## BEGIN

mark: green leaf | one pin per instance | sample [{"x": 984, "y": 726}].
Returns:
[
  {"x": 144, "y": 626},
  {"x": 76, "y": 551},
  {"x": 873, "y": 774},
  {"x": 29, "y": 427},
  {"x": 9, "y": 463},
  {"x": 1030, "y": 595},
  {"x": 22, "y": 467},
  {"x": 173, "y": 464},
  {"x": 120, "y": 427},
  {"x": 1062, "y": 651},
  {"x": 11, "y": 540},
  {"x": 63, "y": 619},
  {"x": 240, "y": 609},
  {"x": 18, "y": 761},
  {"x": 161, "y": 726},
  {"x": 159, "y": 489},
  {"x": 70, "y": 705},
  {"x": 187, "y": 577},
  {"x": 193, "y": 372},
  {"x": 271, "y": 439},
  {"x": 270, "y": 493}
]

## END

EXERCISE DIRECTIONS -
Copy every line of the records above word for word.

RESPONSE BELOW -
mark: green leaf | one pin per instance | sample [{"x": 984, "y": 726}].
Returns:
[
  {"x": 144, "y": 626},
  {"x": 76, "y": 551},
  {"x": 873, "y": 774},
  {"x": 29, "y": 427},
  {"x": 9, "y": 463},
  {"x": 1030, "y": 595},
  {"x": 22, "y": 467},
  {"x": 173, "y": 464},
  {"x": 120, "y": 427},
  {"x": 1062, "y": 651},
  {"x": 11, "y": 540},
  {"x": 63, "y": 619},
  {"x": 240, "y": 609},
  {"x": 18, "y": 761},
  {"x": 161, "y": 726},
  {"x": 159, "y": 489},
  {"x": 70, "y": 705},
  {"x": 187, "y": 577},
  {"x": 193, "y": 372},
  {"x": 271, "y": 439},
  {"x": 270, "y": 493}
]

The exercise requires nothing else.